Entries shown:

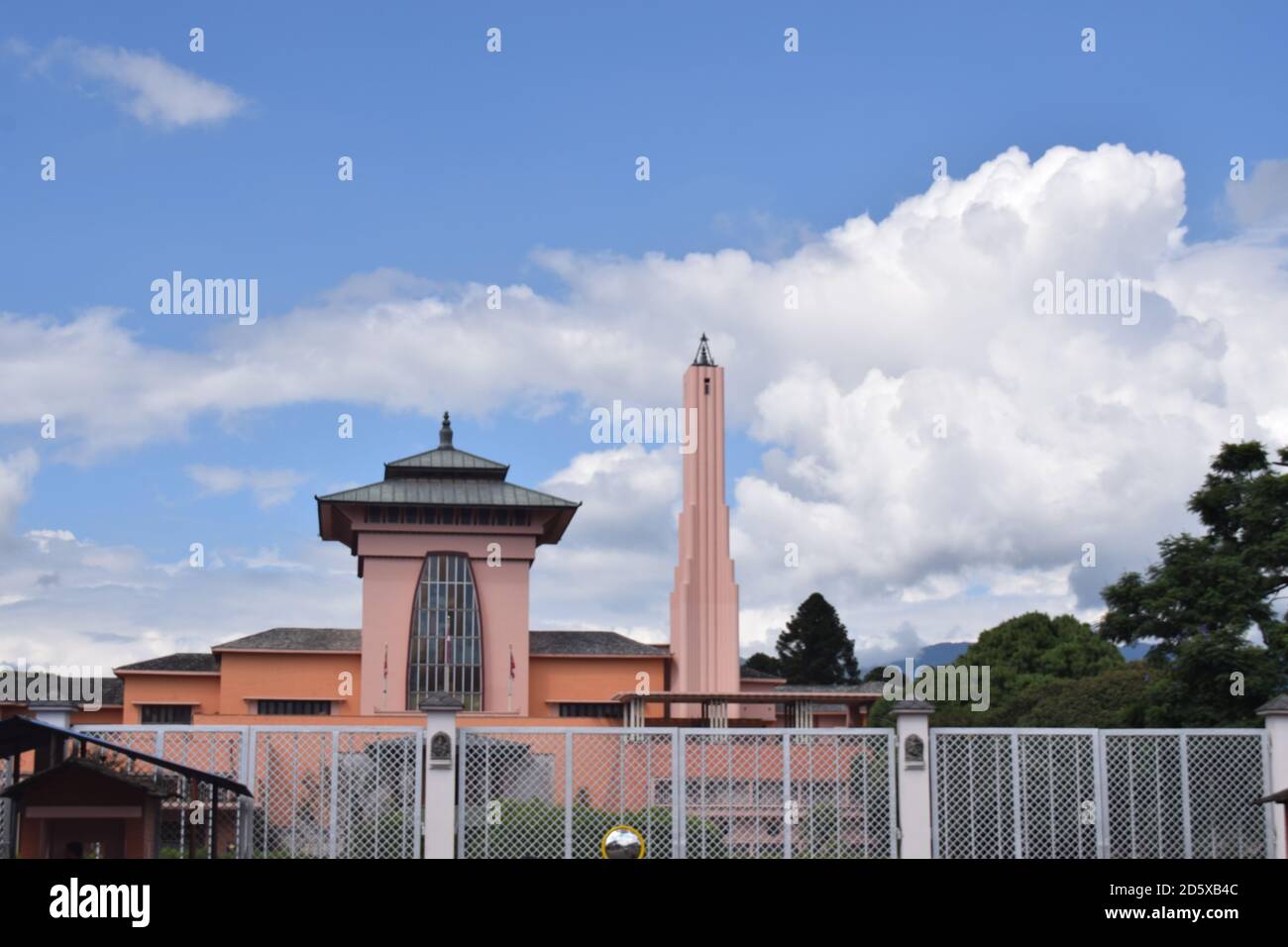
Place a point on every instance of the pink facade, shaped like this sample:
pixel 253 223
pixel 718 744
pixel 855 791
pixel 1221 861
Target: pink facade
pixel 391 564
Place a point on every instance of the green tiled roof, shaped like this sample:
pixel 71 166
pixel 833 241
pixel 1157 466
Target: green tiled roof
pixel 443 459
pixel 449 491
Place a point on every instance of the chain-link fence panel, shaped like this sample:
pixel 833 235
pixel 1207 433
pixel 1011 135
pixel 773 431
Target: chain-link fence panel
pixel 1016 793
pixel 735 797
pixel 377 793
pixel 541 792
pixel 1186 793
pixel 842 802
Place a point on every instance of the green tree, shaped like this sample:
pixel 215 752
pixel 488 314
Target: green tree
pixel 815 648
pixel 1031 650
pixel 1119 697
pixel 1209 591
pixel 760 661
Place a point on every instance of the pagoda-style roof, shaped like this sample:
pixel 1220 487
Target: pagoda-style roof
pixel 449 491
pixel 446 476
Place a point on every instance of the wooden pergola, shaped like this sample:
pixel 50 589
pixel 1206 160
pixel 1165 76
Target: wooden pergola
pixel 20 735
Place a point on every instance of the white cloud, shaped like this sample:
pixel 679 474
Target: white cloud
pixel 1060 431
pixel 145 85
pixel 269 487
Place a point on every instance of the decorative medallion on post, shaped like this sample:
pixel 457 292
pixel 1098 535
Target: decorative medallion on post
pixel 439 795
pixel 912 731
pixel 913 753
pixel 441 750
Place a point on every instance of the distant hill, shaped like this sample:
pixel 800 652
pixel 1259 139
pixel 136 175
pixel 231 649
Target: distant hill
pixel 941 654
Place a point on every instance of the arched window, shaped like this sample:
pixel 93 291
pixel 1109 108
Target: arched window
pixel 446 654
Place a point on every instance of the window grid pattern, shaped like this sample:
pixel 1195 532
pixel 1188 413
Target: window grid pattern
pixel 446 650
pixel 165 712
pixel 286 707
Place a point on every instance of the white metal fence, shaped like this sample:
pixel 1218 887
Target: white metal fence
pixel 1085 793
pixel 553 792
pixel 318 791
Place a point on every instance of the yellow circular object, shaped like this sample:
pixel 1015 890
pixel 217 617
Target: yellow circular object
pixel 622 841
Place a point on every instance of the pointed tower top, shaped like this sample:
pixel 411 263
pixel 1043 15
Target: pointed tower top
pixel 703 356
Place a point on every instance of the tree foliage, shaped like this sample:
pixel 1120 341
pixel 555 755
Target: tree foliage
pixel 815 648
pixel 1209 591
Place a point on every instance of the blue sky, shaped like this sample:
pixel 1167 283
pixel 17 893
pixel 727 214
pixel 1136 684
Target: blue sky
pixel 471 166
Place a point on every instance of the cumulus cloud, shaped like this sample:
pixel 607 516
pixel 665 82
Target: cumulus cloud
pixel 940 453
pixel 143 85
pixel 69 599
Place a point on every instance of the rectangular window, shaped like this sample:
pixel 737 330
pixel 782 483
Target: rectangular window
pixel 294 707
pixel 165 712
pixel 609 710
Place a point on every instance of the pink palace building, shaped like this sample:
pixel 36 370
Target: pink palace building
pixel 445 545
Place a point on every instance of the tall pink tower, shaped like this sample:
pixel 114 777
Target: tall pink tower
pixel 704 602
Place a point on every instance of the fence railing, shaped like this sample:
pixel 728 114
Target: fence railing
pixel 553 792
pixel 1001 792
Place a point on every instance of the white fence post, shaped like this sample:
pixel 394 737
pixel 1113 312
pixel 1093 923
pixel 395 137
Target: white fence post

What is being asked: Render every line of the records above as a numbered list, skipping blank lines and leaving out the pictures.

Response below:
1. Place a point on every instance of the pink facade, shaped like this sample:
2. pixel 253 223
3. pixel 718 744
4. pixel 855 791
5. pixel 1221 861
6. Target: pink facade
7. pixel 391 564
8. Place a point on every instance of the green tiled roof, shaped like this sample:
9. pixel 71 166
10. pixel 833 241
11. pixel 1157 466
12. Target: green tiled roof
13. pixel 443 459
14. pixel 449 491
15. Place a point on every instance of the chain-link fence panel, shaped like this sample:
16. pixel 833 235
17. pixel 1207 433
18. pixel 1011 135
19. pixel 773 431
20. Target: chain-link fence panel
21. pixel 1016 793
22. pixel 735 797
23. pixel 377 793
24. pixel 541 792
25. pixel 1186 793
26. pixel 842 802
27. Place a point on every instance of the green tree, shaped like this sample:
28. pixel 215 752
29. pixel 488 314
30. Target: green tree
31. pixel 815 648
32. pixel 1031 650
33. pixel 1119 697
34. pixel 1209 591
35. pixel 760 661
36. Place a point on every instance of the pagoda-style roof, shaped like this sample:
37. pixel 1220 487
38. Target: pagoda-style roof
39. pixel 449 491
40. pixel 446 476
41. Place a point on every instance of the wooden pergola, shaped like this sample:
42. pixel 50 589
43. pixel 1206 160
44. pixel 1165 76
45. Target: wooden pergola
46. pixel 20 735
47. Place a point on every instance of the white cloud, shaped like this sample:
48. pixel 679 474
49. Target: white cloud
50. pixel 1060 431
51. pixel 145 85
52. pixel 269 487
53. Place a point on every instance of the decorative medallion on post, shaped like this sample:
54. pixel 457 292
55. pixel 1098 535
56. Target: decorative medallion on post
57. pixel 439 795
58. pixel 912 731
59. pixel 913 753
60. pixel 441 750
61. Place a point on every instance of the distant hill, shaped like this sample:
62. pixel 800 652
63. pixel 1259 139
64. pixel 136 175
65. pixel 231 649
66. Target: distant hill
67. pixel 941 654
68. Place a point on every instance of the arched window, shaped like this sample:
69. pixel 93 291
70. pixel 1109 108
71. Target: arched window
72. pixel 446 654
73. Place a point on every instance of the window grid pattern, shaped like this sample:
74. pixel 1195 532
75. pixel 1188 413
76. Target: window grid pattern
77. pixel 446 650
78. pixel 165 712
79. pixel 286 707
80. Place a point on every instance of the white metal fence, shaped like this sample:
81. pixel 1218 887
82. Target: white metal fence
83. pixel 1085 793
84. pixel 553 792
85. pixel 318 791
86. Place a point on every instance of the yellow circular object, shaped like this sample:
87. pixel 1015 890
88. pixel 217 617
89. Target: yellow circular object
90. pixel 622 841
91. Place a point on every instance of the pointed tower top, shaped like this sample:
92. pixel 411 263
93. pixel 1043 15
94. Target: pointed tower top
95. pixel 703 356
96. Place a point on every instance of the tree foliage, shaped like this sample:
97. pixel 1120 341
98. pixel 555 755
99. Target: tree foliage
100. pixel 815 648
101. pixel 1209 591
102. Place a point on every instance of the blue sky, shaped like this sample:
103. pixel 1167 283
104. pixel 17 893
105. pixel 727 214
106. pixel 1136 684
107. Target: blue sky
108. pixel 471 166
109. Place a point on every instance of the cumulus cloud, shaped like this sample:
110. pixel 607 516
111. pixel 665 82
112. Target: cumulus cloud
113. pixel 940 453
114. pixel 143 85
115. pixel 69 599
116. Place a point on every instance of the rectangular window, shaped like this sample:
117. pixel 737 330
118. pixel 782 483
119. Target: rectangular window
120. pixel 294 707
121. pixel 165 712
122. pixel 609 710
123. Place a point on every instance of the pink palace building, shaped like this sample:
124. pixel 36 370
125. Target: pink palace building
126. pixel 445 545
127. Place a point on every instance of the tall pink tower, shaped like this sample:
128. pixel 114 777
129. Target: tall pink tower
130. pixel 704 602
131. Place a point on every instance of the fence railing, shaped like this sample:
132. pixel 728 114
133. Target: fence railing
134. pixel 553 792
135. pixel 1001 792
136. Place a point on every instance of the white fence post, shaped like this sample:
137. pixel 394 737
138. pixel 1113 312
139. pixel 1093 923
140. pixel 395 137
141. Target: white fence post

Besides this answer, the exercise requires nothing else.